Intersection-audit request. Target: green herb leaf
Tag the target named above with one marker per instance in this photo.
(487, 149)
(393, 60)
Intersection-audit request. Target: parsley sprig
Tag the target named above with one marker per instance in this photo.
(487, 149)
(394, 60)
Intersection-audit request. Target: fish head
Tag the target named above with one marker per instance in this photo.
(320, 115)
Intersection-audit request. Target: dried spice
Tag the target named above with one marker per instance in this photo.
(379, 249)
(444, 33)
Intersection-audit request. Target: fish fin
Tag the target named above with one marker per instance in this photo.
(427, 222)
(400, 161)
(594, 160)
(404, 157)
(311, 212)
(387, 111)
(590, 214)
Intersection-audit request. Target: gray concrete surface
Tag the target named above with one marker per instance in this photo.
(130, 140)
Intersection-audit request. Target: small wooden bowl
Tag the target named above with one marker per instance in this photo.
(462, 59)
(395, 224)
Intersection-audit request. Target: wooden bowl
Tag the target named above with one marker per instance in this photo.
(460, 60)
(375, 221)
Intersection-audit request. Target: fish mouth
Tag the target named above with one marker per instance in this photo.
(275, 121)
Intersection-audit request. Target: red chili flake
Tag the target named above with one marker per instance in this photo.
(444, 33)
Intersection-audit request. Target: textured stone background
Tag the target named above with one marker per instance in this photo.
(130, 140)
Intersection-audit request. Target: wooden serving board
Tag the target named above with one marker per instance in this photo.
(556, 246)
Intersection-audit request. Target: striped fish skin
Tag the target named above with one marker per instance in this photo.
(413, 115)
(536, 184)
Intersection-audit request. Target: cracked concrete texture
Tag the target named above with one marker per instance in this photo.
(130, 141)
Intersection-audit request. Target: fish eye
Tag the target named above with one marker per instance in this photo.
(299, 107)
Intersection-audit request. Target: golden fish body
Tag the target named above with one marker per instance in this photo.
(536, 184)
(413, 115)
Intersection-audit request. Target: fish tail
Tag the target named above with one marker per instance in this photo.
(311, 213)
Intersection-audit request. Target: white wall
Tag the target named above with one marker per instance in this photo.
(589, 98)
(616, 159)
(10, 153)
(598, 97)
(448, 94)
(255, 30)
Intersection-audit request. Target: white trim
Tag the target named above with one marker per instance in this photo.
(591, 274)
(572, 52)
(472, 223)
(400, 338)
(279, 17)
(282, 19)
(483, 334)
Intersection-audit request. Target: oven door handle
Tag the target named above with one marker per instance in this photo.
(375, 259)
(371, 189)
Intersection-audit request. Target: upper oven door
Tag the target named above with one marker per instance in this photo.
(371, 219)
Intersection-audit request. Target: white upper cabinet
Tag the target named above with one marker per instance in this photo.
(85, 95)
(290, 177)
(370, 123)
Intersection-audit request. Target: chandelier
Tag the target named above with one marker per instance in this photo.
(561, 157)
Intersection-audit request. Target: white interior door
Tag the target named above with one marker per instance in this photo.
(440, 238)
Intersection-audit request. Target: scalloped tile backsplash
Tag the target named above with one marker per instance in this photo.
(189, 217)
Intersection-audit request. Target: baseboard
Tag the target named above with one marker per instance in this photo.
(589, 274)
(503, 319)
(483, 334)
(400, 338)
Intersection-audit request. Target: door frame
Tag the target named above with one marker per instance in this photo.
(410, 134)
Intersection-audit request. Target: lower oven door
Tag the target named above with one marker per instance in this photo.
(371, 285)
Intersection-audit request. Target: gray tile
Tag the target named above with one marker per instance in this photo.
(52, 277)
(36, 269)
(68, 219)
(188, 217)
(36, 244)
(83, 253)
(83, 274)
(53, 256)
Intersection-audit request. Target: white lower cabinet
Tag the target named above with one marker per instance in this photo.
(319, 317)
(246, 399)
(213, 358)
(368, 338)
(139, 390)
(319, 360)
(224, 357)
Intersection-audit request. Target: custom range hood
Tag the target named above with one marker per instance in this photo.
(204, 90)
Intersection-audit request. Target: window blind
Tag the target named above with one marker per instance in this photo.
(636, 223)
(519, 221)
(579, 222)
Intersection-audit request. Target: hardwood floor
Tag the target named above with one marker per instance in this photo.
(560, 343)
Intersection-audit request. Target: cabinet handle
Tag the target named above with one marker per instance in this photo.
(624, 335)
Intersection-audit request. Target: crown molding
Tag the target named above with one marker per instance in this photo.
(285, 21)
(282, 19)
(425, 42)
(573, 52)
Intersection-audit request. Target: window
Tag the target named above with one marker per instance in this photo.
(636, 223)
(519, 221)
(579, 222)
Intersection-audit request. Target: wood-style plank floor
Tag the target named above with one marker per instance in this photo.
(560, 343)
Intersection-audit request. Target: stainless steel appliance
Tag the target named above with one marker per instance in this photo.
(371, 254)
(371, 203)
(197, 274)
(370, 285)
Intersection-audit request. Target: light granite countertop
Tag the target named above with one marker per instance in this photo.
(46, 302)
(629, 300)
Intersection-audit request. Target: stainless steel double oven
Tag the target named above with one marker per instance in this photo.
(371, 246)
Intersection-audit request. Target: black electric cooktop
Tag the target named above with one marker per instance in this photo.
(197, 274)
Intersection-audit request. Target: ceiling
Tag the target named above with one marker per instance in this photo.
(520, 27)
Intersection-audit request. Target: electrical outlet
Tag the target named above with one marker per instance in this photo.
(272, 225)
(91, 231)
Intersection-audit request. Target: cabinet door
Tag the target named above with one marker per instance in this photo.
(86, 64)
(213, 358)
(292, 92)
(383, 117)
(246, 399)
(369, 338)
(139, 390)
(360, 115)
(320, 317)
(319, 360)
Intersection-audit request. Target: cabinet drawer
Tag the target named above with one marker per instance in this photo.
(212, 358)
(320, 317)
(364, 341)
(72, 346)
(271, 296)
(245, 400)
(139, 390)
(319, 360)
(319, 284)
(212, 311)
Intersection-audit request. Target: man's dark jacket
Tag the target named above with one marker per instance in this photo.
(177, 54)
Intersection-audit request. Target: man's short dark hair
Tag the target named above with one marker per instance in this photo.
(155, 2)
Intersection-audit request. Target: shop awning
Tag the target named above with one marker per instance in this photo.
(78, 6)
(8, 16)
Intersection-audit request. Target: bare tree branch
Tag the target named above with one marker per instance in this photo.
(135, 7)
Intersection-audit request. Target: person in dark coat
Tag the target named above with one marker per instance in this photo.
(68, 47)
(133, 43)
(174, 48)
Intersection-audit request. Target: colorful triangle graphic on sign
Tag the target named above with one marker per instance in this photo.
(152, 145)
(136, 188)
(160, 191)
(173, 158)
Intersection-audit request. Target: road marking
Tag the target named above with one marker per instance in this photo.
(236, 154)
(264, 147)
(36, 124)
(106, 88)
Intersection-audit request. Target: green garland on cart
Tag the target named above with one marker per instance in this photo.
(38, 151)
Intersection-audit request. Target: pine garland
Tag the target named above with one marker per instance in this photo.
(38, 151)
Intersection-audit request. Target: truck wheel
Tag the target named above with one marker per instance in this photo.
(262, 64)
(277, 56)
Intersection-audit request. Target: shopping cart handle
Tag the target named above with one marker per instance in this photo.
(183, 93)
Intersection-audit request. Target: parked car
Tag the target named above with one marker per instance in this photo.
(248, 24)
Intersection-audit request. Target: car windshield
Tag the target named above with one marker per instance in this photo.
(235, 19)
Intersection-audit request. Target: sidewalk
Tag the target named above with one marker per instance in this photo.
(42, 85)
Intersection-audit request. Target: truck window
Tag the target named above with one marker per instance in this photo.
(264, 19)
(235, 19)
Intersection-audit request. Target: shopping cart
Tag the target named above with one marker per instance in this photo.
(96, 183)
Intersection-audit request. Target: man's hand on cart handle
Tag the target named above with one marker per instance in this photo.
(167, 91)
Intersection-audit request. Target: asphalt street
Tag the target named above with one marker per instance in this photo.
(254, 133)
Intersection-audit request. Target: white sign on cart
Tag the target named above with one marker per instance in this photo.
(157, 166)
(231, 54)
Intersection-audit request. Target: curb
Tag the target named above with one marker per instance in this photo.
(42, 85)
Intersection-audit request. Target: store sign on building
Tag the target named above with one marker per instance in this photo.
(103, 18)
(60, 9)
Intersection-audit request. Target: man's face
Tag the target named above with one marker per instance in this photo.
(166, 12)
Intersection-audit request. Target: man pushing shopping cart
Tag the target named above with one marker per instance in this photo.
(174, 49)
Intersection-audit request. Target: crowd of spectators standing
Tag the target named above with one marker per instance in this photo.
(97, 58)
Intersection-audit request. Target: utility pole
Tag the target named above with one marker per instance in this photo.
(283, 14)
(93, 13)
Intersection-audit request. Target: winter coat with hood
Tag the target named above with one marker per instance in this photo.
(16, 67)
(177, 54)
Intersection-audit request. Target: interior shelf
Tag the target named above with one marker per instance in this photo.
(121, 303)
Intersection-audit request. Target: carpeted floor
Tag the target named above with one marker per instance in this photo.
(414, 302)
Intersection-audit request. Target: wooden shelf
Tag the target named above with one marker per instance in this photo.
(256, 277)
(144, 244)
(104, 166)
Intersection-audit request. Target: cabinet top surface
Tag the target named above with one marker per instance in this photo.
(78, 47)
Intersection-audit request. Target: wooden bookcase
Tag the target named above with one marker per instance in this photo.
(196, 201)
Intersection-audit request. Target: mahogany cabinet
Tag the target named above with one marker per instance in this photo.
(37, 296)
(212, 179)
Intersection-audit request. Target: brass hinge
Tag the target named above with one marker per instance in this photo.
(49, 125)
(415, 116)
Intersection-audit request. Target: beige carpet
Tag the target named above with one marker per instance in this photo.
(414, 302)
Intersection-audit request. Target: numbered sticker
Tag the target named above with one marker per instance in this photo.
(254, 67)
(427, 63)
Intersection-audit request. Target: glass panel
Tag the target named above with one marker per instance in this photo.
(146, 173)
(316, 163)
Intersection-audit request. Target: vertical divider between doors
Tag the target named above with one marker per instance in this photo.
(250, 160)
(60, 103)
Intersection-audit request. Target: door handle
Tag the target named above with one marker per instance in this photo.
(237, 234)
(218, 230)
###
- [Task objective]:
What needs duplicating is the run of lines from the one containing "Intersection-audit request. Target: utility" through the last line of the entries above, exact and complete.

- [Task result]:
Intersection-audit request. Target: utility pole
Tag the target named above with one marker per instance in this photo.
(283, 14)
(93, 13)
Intersection-audit request. Target: winter coat with hood
Tag the target named above with one marker per instance in this photo.
(16, 67)
(177, 54)
Intersection-audit request. Target: interior shelf
Tag the target named above with one marker per instance in this photo.
(121, 303)
Intersection-audit request. Target: carpeted floor
Tag the target named above with one marker per instance in this photo.
(414, 302)
Intersection-audit request. Target: wooden shelf
Tag the target named above with one marker per instance in this photo.
(256, 277)
(144, 244)
(104, 166)
Intersection-audit request. Target: cabinet top surface
Tag the target named above with one marker per instance in this photo.
(78, 47)
Intersection-audit request. Target: wooden bookcase
Tag the target named above with one marker per instance in this photo.
(196, 201)
Intersection-audit request. Target: mahogany cabinet
Tag the target named above with one marker per instance in this photo.
(37, 296)
(212, 179)
Intersection-audit request. Target: brass hinge
Tag the target named above with one marker per instance in this photo.
(49, 125)
(415, 116)
Intersection-audit request. Target: beige carpet
Tag the target named above with one marker per instance in this photo.
(414, 302)
Intersection-audit request. Target: numbered sticker
Tag the target named above with one marker per instance in this photo.
(254, 67)
(427, 63)
Intersection-audit request. Target: glass panel
Tag the target named above with one marker per instance in this photo.
(146, 173)
(316, 163)
Intersection-audit request. Target: vertical divider between doors
Tag the target named above with one marker per instance in this photo.
(250, 160)
(60, 103)
Intersection-audit request. Target: door handle
Tag the target named above with one marker per instance in this photo.
(237, 234)
(218, 230)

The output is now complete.